PASSAGE SHOWN =
++++
There were two moments during Sunday's match between West Ham and Arsenal when the outcome felt inevitable. The first was in the 32nd minute, when Tomas Soucek capped the Hammers' blitzing opening half an hour with a goal that gave his side an enormous 3–0 lead, in doing so seemingly cementing the result as a West Ham win. The second, not even 10 minutes later, was when Alexandre Lacazette got one back with a smashed shot that deflected off Soucek's leg and into the net for an own goal, which, while still leaving the Gunners with a sizable mountain to climb, somehow completely reversed the tenor of a match that all of the sudden felt like one Arsenal were certain not to lose. Sure enough, Arsenal was able to complete its colossal comeback and secure a 3–3 draw, and while the entire Gunner attack deserves credit for the dominant final hour of play, no one did more to create that feeling of inevitability than Martin Odegaard.
++++
(Region pointing lines)
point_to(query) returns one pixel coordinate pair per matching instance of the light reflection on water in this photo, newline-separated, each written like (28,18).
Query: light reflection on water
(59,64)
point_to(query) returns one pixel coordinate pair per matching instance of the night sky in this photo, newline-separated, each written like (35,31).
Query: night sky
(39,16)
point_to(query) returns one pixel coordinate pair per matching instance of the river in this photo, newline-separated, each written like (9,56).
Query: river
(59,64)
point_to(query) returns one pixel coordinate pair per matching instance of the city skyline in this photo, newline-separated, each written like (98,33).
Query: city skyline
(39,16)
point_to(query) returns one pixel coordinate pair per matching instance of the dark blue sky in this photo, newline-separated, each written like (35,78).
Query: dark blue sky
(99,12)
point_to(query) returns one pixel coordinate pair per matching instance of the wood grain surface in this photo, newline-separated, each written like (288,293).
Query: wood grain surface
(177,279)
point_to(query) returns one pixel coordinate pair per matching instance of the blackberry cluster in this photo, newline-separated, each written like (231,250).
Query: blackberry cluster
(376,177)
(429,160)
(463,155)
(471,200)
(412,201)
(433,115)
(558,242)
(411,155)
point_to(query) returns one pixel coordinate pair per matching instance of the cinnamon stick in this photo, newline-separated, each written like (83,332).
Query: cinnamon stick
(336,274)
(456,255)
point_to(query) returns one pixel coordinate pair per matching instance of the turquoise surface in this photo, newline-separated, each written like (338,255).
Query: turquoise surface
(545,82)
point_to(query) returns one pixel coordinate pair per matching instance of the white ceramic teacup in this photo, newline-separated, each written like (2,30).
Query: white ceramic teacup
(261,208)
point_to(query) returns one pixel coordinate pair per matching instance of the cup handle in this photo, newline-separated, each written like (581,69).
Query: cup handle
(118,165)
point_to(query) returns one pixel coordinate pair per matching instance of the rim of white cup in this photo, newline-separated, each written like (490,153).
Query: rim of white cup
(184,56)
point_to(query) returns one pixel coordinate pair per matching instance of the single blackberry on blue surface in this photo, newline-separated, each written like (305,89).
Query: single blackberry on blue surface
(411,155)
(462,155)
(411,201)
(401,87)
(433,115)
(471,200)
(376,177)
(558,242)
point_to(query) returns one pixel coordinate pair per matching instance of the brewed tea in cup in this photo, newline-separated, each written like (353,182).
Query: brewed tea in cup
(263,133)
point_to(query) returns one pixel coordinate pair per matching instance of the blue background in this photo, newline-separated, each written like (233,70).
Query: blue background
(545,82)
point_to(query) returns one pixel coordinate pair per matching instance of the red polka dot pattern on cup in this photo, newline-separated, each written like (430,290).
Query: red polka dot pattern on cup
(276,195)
++++
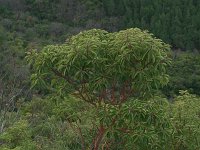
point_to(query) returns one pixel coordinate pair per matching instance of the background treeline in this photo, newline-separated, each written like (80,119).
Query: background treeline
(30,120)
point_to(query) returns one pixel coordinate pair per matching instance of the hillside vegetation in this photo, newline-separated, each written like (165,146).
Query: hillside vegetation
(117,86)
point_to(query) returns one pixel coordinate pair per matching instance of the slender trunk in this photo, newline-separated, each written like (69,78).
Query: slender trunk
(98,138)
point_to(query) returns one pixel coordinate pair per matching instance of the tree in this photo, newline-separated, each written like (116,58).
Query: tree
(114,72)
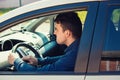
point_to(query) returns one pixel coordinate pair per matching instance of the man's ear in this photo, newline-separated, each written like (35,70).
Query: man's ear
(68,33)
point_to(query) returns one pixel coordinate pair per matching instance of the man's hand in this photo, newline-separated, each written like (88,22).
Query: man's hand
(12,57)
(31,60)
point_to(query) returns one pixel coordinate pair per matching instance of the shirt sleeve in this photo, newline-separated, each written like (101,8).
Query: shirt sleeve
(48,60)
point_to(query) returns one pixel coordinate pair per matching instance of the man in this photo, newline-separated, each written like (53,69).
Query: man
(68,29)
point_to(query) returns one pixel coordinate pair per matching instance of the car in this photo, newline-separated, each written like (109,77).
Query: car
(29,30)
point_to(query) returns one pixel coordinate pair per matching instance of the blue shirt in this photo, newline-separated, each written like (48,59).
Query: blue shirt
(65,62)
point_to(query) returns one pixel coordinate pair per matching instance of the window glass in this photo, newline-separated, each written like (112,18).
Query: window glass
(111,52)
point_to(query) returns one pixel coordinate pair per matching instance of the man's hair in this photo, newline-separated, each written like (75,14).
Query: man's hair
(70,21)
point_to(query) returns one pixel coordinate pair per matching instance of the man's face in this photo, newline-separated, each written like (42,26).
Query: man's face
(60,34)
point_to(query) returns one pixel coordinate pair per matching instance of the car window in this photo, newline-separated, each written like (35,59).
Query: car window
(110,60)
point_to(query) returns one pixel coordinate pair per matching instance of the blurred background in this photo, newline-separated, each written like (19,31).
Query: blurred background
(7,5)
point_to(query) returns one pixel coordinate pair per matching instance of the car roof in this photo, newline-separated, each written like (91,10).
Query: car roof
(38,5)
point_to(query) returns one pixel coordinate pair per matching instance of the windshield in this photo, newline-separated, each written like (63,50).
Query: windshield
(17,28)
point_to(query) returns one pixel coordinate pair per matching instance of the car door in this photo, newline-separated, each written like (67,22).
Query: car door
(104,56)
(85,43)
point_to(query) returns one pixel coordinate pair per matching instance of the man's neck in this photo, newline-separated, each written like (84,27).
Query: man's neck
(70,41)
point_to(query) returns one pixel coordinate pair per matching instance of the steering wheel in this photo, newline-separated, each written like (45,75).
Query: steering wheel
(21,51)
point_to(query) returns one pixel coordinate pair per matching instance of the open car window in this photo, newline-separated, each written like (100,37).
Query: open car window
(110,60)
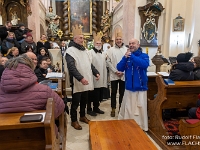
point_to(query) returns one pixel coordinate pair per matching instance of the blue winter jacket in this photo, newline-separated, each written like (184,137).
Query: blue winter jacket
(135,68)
++++
YOUR TASKS =
**1.** Shorten the paragraph of the West Ham–Arsenal passage that begins "There were two moments," keeping its main facts.
**2.** Carry on the West Ham–Arsenal passage, starting after its last sentence.
These lines are separate from the passage about the West Ham–Arsenal match.

TASK-BY-TASK OUTPUTS =
**1.** Two moments in Sunday's West Ham–Arsenal match made the result feel settled. In the 32nd minute, Tomas Soucek capped West Ham's blitzing opening half hour with a goal for a 3–0 lead that seemed to seal a Hammers win. Less than 10 minutes later, Alexandre Lacazette smashed a shot that deflected off Soucek's leg for an own goal. Arsenal still had a big deficit, but the match suddenly felt like one they would not lose. The Gunners completed the comeback for a 3–3 draw. The whole attack earned credit for the dominant final hour, but Martin Odegaard did the most to create that sense of inevitability.

**2.**
Odegaard was at his sensational best this weekend. His performance was the encapsulation of everything that makes him such a special player, which is mainly his supreme control of the final third. The Norwegian is the quintessential creator, who plays with a chess master's conception of the game. It is as if he is at all times perfectly aware of the exact placement of the 21 other pieces on the board, and believes that through patient positioning of himself and through the directing of his teammates via his passes, he can single-handedly orchestrate where all the pieces will move next.
Likened to a piece himself, he is less his team's queen, with her explosive power and direct impact, and more the knight, with its beguiling movement and unique ability to drift between the lines to hunt for just the right place to make a surprise strike. Watching him sneak into little crevices of space to receive a pass—constantly pecking at the ball with little touches while dipping his shoulders and waving his feet and wagging his hips and swiveling his head, each gesture keeping the defenders off balance and moving them where he wants them to go—before finally releasing a deliciously tense pass through a sliver of room that meets his teammate's run is like watching a chess grandmaster toy with an amateur; one is playing a game, the other is controlling it.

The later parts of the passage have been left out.